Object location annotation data
□ □ □ □ □

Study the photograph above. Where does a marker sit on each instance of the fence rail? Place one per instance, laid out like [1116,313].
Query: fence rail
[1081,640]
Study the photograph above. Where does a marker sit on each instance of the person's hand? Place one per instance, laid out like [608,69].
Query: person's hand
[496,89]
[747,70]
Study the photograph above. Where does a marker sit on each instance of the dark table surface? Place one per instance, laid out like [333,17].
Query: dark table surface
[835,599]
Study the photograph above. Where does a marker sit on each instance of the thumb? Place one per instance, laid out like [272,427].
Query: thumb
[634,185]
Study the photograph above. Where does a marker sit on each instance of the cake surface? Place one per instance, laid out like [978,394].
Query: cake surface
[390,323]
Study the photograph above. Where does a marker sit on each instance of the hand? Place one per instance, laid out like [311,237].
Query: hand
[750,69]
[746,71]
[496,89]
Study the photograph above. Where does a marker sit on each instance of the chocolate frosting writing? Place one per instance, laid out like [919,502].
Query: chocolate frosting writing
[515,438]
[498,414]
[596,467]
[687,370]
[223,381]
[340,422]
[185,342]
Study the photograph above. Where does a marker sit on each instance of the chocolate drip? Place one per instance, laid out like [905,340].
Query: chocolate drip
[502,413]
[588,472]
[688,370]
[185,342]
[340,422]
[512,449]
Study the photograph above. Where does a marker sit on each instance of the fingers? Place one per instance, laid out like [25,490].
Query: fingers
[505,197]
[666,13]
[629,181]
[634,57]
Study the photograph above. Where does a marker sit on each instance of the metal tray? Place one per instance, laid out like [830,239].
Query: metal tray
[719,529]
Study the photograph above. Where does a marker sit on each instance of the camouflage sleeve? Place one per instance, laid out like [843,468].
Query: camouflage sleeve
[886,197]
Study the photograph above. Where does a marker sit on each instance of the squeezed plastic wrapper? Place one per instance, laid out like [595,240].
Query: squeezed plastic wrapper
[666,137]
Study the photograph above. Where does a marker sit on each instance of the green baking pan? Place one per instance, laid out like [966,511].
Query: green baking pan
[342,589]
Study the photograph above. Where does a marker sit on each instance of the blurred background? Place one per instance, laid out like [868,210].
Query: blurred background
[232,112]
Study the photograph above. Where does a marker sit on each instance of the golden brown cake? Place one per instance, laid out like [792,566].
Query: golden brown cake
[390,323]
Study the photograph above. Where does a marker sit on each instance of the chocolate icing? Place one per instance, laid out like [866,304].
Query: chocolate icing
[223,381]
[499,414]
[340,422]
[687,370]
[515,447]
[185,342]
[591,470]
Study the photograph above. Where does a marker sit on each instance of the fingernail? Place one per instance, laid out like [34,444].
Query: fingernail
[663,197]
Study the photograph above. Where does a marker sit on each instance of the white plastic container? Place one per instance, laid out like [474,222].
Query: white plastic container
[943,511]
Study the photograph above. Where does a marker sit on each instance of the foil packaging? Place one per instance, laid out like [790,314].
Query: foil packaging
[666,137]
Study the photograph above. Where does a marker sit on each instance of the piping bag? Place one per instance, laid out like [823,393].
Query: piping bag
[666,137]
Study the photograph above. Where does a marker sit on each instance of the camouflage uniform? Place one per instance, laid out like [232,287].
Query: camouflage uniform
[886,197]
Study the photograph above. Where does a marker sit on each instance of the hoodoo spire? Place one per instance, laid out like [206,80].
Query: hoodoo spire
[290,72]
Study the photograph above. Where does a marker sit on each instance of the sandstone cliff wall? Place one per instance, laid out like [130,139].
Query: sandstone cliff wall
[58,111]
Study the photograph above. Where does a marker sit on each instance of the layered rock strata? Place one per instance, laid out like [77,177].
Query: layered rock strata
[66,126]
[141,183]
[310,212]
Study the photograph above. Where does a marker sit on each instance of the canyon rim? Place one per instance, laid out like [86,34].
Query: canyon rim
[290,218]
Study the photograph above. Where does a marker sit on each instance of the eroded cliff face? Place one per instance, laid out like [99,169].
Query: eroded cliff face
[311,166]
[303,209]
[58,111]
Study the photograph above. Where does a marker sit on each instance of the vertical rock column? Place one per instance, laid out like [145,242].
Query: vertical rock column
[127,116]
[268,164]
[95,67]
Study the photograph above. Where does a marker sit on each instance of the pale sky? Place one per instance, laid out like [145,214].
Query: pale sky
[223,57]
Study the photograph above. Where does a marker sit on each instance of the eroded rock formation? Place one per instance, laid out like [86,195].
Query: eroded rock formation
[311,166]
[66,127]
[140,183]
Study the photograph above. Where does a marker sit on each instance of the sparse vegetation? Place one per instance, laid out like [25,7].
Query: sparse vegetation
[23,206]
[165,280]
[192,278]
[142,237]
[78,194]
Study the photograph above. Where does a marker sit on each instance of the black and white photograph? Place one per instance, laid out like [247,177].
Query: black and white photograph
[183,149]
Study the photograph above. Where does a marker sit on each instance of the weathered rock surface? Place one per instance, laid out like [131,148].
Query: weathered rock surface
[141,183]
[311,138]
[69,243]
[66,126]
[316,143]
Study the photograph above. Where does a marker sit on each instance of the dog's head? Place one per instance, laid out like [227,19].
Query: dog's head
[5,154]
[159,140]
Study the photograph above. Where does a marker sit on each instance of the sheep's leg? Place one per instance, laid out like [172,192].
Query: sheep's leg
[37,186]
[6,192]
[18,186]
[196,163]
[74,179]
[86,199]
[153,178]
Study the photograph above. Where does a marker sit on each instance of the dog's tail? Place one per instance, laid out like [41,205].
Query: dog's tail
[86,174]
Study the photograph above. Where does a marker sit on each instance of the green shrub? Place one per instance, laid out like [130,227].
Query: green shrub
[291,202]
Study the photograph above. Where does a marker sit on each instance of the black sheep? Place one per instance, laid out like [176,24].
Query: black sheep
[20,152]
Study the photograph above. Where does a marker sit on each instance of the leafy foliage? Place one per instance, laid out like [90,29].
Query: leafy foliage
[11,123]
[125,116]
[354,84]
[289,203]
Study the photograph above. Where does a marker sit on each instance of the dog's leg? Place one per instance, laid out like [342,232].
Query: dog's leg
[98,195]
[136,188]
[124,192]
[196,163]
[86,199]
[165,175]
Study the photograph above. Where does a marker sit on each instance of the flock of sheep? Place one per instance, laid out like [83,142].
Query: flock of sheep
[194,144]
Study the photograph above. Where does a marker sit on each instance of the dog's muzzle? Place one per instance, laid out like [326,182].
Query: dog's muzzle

□ □ □ □ □

— INSTRUCTIONS FOR THE TASK —
Write out every entry again exactly, please, with nothing missing.

— FINISHED ANSWER —
Study the photograph above. Where does a marker sit on each instance of the fence rail? Place one per instance, laid out like [1116,313].
Query: fence rail
[1081,640]
Study the photograph above. Where does a marker sit on each instance of the person's hand? Place one per instance, laid out like [608,69].
Query: person's hand
[496,89]
[747,70]
Study the photograph above. Where does a marker sit on each instance of the dark table surface? Place one per instance, laid out like [333,17].
Query: dark table surface
[835,599]
Study the photograph above. Where does a marker sit on each instance of the thumb? Place one per instance, laid out like [272,427].
Query: thumb
[634,185]
Study the photograph above. Where does a marker sit on each instance of the cake surface? Place one per instance, laid out like [978,394].
Query: cake surface
[390,323]
Study the photograph above. Where does a marker sit on each instance of the hand? Place one per instance, laid out like [311,237].
Query: hand
[750,69]
[746,71]
[496,89]
Study the photograph above. Where does a marker sit on each instance of the chocolate frosting writing? Place one per instance, laid out like [919,502].
Query: chocolate frosting writing
[515,438]
[498,414]
[596,467]
[687,370]
[223,381]
[340,422]
[185,342]
Study the photograph above. Where does a marker sit on each instance of the chocolate drip? Place one per instance, laid out like [905,340].
Query: chocolate drip
[502,413]
[588,472]
[688,370]
[185,342]
[340,422]
[512,449]
Study the photograph above. Where does a marker sit on each instance of the fingers? Place one per instance, laid out like [25,490].
Query: fingers
[505,197]
[666,13]
[629,181]
[634,57]
Study the photograph above. Where does a marker sit on each instance of the metal tray? Place one per instance, laid out like [830,239].
Query: metal tray
[719,529]
Study the photograph above. Where does a marker sit on each instance of the camouflage sleeve? Place one per instance, laid out like [843,468].
Query: camouflage sleeve
[886,197]
Study the photograph above. Where does a marker sit on each instance of the squeezed plastic wrapper? Place one per instance, laid out like [595,240].
Query: squeezed plastic wrapper
[666,137]
Study the photograph above. Where does a marker sit on each instance of the green baking pan? Place one per instance, laid out like [966,511].
Query: green baking pan
[342,589]
Study the photograph above. Where does a marker sit on each instance of the blurred background? Place one per instance, laid out like [868,210].
Query: blurred background
[232,112]
Study the photograph above. Where does a marker sit on each instance of the golden brown cake? Place one per instance, laid out like [792,566].
Query: golden brown cake
[390,323]
Study the photograph above. Where does a marker sit on each instance of the chocolate icing? Place one per instance, laid out like [866,304].
Query: chocolate icing
[223,381]
[499,414]
[340,422]
[687,370]
[515,447]
[185,342]
[591,470]
Study the photograph above. Where does a marker sit on each instance of the fingernail? Place one per instance, laid out like [34,444].
Query: fingernail
[663,197]
Study the photograph above. Where does a marker sit on each instance of the white plastic container? Place one per instance, laid out like [474,222].
Query: white plastic container
[943,511]
Study the photograph above. Where does a marker sit on each instance of the foil packaging? Place one per instance, laid out like [790,314].
Query: foil packaging
[666,137]
Study the photograph above. Where does a marker sit on each instance of the piping bag? Place one per instance, laid out like [823,393].
Query: piping bag
[666,137]
Study the photograph above. Where does a marker sit on each instance of the camouflage uniform? Place one per instance, laid out like [232,287].
Query: camouflage uniform
[886,197]
Study the photograph above. Where does a marker sit on each instance of the hoodoo spire? Place one per instance, laid out like [206,80].
Query: hoodoo spire
[290,72]
Study the photograph above. Where does a marker sit on each instance of the sandstone cliff wall? Place one per instance, laid out like [130,139].
Query: sandstone cliff wall
[58,111]
Study the photograph above. Where does a marker sit on each instance of the layered rock strata? Place one per instance, laid out like [77,177].
Query: layered rock strata
[66,126]
[141,183]
[310,212]
Study the photograph above. Where does a marker sit on each instance of the canyon rim? Place one per instance, laid out like [86,34].
Query: canyon rim
[290,218]
Study the photograph above. Where does a marker sit on each instance of the eroded cliff face? Place one per instance, laid out like [99,169].
Query: eroded cliff face
[311,166]
[303,209]
[58,111]
Study the photograph above. Where does a marker sit on each instance of the vertical rock column? Place one per instance, laid out like [145,242].
Query: vertical rock column
[127,116]
[268,164]
[95,67]
Study the photograph above. Where does a marker sit on each instance of the pale sky? Place one per instance, laid out like [145,214].
Query: pale sky
[223,57]
Study the photograph above. Where does a marker sit on each instance of the eroded rock formation? Place one per instance, laid out like [86,195].
Query: eroded rock formation
[311,166]
[66,127]
[140,183]
Study the photograph above. Where does a marker sit on each instance of the sparse vegetation? Place one per instance, laid out like [25,7].
Query: sparse vegetation
[23,206]
[165,280]
[192,278]
[142,237]
[78,194]
Study the photograph above. Where does a marker sit on each instance of the black and white photograph? Place one per instance, laid out like [247,177].
Query: black and white photograph
[183,149]
Study the photograph above. Where does a marker sit on each instance of the weathered rock surface? Place one per instance, laid out like [131,148].
Query: weathered rock surface
[141,183]
[311,138]
[69,243]
[66,126]
[316,143]
Study the photograph above. Where does a marker sit on each instance of the dog's head? Place one per instance, laid out like [227,19].
Query: dog's head
[5,154]
[159,140]
Study the photograph above. Where does a marker sit on each instance of the sheep's leg? Place one per instance, laid out like [172,192].
Query: sheep's leg
[37,186]
[6,192]
[18,186]
[196,163]
[74,179]
[86,199]
[153,178]
Study the photograph above. Where does a marker sit on each instance of the dog's tail? Place one per instance, laid out like [41,205].
Query: dog's tail
[86,174]
Study the photograph above. Where does a marker sit on each instance of the green shrub? Place one per instance, laid out like [130,227].
Query: green shrub
[291,202]
Study the photograph above. Where does a marker sit on each instance of the black sheep? Place one per instance, laid out like [176,24].
Query: black sheep
[20,152]
Study the photograph above. Where does a marker sit on each instance of the leafy foliage? Place one per instance, laid out like [90,29].
Query: leafy foliage
[11,123]
[125,116]
[354,84]
[289,203]
Study the photograph above. Where does a marker sit on each instance of the dog's leg? Place one per instance, laid out like [342,232].
Query: dog's leg
[98,195]
[136,188]
[124,192]
[196,163]
[86,199]
[165,175]
Study the photograph above. Where does a marker sit on each instance of the flock of sheep? Place one per instance, laid out like [83,142].
Query: flock of sheep
[194,144]
Study the photograph above. Where does a marker sit on each instance of the dog's muzzle? Place one per instance, laid out like [326,182].
Query: dog's muzzle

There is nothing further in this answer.